***** LISTED RECORDS

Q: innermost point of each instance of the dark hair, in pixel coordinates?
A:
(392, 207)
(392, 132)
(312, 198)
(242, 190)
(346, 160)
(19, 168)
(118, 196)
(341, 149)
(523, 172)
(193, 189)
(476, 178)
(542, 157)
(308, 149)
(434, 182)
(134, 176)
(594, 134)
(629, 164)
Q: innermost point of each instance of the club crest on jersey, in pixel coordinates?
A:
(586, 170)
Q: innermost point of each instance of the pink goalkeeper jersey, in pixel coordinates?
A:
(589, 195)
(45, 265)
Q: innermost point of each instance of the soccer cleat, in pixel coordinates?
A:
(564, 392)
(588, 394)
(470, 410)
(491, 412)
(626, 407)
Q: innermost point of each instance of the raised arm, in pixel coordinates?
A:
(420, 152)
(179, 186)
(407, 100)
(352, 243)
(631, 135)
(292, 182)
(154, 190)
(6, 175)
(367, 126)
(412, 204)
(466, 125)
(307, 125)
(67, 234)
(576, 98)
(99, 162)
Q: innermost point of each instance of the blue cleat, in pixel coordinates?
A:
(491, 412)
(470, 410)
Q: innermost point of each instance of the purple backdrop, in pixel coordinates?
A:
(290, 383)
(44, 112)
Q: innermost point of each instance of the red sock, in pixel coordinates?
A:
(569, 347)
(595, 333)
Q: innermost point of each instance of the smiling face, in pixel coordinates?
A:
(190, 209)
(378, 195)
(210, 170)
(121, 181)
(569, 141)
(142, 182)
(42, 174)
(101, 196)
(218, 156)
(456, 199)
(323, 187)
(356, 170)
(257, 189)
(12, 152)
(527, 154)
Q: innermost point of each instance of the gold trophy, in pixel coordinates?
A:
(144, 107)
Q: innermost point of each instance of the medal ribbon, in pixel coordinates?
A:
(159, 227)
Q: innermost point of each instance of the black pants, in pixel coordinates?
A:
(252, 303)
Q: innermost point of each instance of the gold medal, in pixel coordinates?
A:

**********

*GOAL OF THE EXERCISE:* Convert these lines into a JSON list of strings, one string per line, with blank lines left out.

*ANSWER FOR THIS EXERCISE:*
[
  "Q: innermost point of each instance of the dark hair, in pixel coordinates?",
  "A:",
  "(392, 207)",
  "(392, 132)",
  "(312, 198)",
  "(242, 190)",
  "(346, 160)",
  "(19, 168)",
  "(118, 196)",
  "(341, 149)",
  "(523, 172)",
  "(193, 189)",
  "(476, 178)",
  "(542, 157)",
  "(308, 149)",
  "(434, 182)",
  "(134, 176)",
  "(594, 134)",
  "(629, 164)",
  "Q: innermost point of each instance of the club crest on jersey, in pixel coordinates?",
  "A:",
  "(586, 170)",
  "Q: innermost point of each instance of the pink goalkeeper jersey, in pixel coordinates?",
  "A:",
  "(589, 195)",
  "(45, 265)",
  "Q: innermost point of each instance of the soccer cleat, in pixel coordinates?",
  "A:",
  "(564, 392)",
  "(588, 394)",
  "(470, 410)",
  "(491, 412)",
  "(626, 407)",
  "Q: innermost point of each instance of the raised arm, in pixel coordinates?",
  "A:",
  "(420, 152)",
  "(179, 186)",
  "(407, 100)",
  "(352, 243)",
  "(631, 135)",
  "(292, 182)",
  "(154, 190)",
  "(6, 175)",
  "(367, 126)",
  "(412, 204)",
  "(466, 125)",
  "(307, 125)",
  "(67, 234)",
  "(576, 98)",
  "(99, 162)",
  "Q: innermost point of each instance of the blue cleat, in pixel coordinates?",
  "A:",
  "(491, 412)",
  "(470, 410)",
  "Q: innermost point of each instance of the purple backdrop, in pixel coordinates?",
  "A:",
  "(290, 383)",
  "(44, 112)",
  "Q: innermost point of each instance of the red sock, in pixel coordinates?",
  "A:",
  "(569, 347)",
  "(595, 333)",
  "Q: innermost point of each instance of the smiling face, in pixel coordinates?",
  "A:",
  "(190, 209)",
  "(378, 195)",
  "(210, 170)",
  "(121, 181)",
  "(569, 141)",
  "(142, 182)",
  "(42, 174)",
  "(101, 196)",
  "(218, 156)",
  "(456, 199)",
  "(323, 187)",
  "(356, 170)",
  "(257, 189)",
  "(12, 152)",
  "(527, 154)",
  "Q: innermost point of each instance of the gold trophy, in pixel coordinates?",
  "A:",
  "(144, 107)",
  "Q: innermost point of each instance of the medal ribbon, in pixel coordinates?",
  "A:",
  "(159, 227)",
  "Q: innermost point of each instance of the black pants, in pixel coordinates?",
  "A:",
  "(252, 303)",
  "Q: innermost point of each instance of the gold medal, in pixel coordinates?",
  "A:"
]